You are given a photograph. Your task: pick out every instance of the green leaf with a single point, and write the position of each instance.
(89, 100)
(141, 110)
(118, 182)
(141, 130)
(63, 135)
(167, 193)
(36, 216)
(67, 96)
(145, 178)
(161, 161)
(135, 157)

§ §

Schreibe alle Einträge oben Zeile für Zeile unverändert ab.

ERGEBNIS
You are given a photograph. Your task: pick out every instance of the green leaf with a single point, and write the position of each instance.
(89, 100)
(141, 110)
(118, 182)
(141, 130)
(63, 135)
(167, 193)
(36, 216)
(67, 96)
(145, 178)
(161, 161)
(135, 157)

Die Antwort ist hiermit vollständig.